Some lines below hold "target". Pick them out and copy them.
Records for processing START
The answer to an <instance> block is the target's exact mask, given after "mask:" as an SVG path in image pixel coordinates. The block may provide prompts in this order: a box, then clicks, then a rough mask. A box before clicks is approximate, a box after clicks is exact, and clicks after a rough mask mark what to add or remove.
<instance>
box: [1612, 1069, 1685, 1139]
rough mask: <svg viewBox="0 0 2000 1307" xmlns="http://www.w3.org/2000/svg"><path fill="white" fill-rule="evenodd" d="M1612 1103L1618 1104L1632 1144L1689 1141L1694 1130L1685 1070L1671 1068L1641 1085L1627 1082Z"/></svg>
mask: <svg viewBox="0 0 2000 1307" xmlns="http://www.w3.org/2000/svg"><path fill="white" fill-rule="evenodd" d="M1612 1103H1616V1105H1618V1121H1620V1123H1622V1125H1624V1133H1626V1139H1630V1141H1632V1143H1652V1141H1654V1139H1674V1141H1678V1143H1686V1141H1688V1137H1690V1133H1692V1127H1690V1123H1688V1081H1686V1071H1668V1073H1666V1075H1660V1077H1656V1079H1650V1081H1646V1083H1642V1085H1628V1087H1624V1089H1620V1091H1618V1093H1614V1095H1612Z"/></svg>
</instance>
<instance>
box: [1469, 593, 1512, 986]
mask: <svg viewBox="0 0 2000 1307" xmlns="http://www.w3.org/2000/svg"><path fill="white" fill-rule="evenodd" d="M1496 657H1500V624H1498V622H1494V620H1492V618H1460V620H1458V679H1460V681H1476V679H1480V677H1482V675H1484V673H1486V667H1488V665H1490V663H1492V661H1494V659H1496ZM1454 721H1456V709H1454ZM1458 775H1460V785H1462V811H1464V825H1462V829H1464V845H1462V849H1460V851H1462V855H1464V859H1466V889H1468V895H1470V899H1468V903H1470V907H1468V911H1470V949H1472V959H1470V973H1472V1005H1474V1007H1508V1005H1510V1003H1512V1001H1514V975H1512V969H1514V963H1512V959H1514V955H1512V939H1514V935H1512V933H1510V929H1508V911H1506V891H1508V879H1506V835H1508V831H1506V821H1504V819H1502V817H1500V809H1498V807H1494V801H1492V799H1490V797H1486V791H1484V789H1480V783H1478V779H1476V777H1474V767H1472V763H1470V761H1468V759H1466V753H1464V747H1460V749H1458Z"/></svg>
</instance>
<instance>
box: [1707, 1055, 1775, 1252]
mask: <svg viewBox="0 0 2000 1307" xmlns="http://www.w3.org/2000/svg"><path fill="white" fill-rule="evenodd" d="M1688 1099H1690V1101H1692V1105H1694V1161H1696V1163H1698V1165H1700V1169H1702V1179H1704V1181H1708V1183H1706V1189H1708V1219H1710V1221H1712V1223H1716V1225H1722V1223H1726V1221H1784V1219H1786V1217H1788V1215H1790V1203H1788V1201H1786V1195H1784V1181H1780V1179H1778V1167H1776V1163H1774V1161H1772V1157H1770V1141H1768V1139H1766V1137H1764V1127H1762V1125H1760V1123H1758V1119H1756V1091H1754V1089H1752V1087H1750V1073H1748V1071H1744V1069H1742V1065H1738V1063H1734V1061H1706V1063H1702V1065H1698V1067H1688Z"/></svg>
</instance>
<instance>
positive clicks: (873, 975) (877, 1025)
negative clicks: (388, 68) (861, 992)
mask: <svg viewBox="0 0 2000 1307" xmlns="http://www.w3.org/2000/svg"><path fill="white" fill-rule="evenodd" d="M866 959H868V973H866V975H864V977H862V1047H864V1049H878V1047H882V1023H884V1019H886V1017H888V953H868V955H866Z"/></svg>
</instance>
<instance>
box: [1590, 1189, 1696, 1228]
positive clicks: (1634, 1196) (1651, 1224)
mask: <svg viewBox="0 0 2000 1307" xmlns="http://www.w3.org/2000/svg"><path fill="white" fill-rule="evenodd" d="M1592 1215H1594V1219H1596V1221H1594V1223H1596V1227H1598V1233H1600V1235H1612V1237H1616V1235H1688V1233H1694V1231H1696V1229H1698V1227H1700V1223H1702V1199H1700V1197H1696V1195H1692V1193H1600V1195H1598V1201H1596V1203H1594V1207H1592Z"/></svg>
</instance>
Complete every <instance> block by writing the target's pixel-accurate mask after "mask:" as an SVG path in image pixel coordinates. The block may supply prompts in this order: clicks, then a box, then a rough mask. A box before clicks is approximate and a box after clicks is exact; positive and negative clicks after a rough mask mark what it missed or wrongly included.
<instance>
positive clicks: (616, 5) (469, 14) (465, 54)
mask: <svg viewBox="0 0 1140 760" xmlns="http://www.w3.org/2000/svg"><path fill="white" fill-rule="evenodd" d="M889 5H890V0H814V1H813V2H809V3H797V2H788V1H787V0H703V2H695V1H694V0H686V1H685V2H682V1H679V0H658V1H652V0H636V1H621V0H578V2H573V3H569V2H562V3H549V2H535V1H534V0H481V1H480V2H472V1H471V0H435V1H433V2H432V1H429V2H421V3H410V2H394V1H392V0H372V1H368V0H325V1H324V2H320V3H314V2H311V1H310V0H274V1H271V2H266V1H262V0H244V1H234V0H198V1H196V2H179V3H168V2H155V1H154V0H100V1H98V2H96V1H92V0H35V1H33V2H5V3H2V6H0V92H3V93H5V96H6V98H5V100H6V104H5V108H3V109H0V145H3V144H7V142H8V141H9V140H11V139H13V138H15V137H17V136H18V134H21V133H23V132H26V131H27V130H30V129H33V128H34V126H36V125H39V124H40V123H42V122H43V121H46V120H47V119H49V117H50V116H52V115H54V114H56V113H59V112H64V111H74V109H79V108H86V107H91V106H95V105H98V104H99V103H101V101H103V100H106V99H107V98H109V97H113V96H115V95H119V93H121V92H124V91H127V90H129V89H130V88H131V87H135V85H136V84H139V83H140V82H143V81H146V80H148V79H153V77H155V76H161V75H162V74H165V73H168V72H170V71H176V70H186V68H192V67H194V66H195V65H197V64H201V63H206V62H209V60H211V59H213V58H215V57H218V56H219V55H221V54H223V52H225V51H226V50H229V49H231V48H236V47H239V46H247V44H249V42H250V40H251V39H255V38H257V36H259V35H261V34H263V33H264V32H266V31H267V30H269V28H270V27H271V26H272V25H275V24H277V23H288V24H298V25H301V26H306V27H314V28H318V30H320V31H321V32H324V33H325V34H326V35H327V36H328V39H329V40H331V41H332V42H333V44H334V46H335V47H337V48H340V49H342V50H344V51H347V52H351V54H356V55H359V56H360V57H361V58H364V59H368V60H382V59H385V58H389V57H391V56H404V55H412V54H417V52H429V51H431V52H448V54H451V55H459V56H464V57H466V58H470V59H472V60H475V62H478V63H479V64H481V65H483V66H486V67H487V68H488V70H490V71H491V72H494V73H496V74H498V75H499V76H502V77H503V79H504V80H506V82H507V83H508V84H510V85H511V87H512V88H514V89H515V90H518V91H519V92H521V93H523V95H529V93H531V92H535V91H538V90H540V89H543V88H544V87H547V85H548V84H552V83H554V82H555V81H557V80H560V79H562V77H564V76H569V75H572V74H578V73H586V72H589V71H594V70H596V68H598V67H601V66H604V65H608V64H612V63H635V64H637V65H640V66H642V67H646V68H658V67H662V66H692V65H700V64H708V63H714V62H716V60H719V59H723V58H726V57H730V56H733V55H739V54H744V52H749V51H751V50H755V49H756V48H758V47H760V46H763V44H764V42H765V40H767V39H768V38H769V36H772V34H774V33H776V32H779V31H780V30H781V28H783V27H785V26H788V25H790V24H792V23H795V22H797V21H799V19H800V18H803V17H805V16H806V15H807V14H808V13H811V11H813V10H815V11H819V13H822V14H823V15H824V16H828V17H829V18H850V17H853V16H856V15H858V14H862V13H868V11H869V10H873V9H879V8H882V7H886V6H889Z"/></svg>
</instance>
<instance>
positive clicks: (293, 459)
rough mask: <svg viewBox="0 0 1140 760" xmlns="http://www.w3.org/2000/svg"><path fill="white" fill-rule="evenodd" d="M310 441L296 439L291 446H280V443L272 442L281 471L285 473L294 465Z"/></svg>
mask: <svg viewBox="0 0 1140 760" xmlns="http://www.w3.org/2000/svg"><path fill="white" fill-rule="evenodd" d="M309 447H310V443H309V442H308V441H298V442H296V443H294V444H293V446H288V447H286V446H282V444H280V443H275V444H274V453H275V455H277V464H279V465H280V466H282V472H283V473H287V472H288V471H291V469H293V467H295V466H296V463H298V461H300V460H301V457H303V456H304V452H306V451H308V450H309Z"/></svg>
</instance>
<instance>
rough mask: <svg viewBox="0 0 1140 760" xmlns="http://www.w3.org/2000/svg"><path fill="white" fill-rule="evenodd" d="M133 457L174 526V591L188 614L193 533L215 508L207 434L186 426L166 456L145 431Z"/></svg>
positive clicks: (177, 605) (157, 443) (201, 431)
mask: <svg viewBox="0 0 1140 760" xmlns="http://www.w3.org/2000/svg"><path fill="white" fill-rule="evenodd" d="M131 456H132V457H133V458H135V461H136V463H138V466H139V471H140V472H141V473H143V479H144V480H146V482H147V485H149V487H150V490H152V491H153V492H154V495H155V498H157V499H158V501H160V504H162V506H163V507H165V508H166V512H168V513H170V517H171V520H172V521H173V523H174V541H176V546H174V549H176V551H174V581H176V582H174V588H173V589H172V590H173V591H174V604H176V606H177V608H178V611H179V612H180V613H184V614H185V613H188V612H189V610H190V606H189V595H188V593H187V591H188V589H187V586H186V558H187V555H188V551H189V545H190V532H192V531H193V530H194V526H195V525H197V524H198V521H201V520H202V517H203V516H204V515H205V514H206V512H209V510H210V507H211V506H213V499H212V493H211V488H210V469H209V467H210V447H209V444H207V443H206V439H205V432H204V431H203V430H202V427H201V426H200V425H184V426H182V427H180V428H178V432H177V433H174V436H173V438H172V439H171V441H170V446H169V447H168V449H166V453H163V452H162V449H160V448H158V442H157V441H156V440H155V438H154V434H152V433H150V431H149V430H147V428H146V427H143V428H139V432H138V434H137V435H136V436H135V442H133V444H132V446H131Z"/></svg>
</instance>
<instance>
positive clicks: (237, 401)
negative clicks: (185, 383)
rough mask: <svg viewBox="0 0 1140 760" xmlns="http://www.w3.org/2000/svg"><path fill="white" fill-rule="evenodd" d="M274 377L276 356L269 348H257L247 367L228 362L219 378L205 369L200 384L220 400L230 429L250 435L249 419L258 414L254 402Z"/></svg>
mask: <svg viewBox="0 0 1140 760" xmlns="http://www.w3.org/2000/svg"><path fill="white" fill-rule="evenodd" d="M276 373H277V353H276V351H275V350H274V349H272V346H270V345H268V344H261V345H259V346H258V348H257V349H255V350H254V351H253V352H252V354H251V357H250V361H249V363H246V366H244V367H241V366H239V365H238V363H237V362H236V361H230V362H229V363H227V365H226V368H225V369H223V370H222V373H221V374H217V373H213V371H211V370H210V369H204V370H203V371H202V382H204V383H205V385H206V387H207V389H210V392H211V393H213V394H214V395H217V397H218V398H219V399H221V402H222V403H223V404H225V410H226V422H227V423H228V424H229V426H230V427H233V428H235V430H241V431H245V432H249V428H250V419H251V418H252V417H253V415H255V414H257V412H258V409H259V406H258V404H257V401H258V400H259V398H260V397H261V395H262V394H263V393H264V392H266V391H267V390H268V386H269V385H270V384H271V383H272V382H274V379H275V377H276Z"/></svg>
Records for processing END
▶ _Result for this task_:
The answer to an <instance> block is the target's exact mask, given after "mask:" as an SVG path in image pixel coordinates. The block may provide prompts in this order: a box, then clicks, then a rough mask. A box before clicks is approximate, a box after clicks is exact, and clicks after a rough mask mark what to add or remove.
Complete every <instance> block by writing the target's pixel-accurate mask after "mask:" as an SVG path in image pixel coordinates. The block may supply prompts in this order: clicks, then a box, then a rough mask. A box before clicks is approximate and a box after clicks is exact; positive and negative clicks after a rough mask mark what it missed or wrongly included.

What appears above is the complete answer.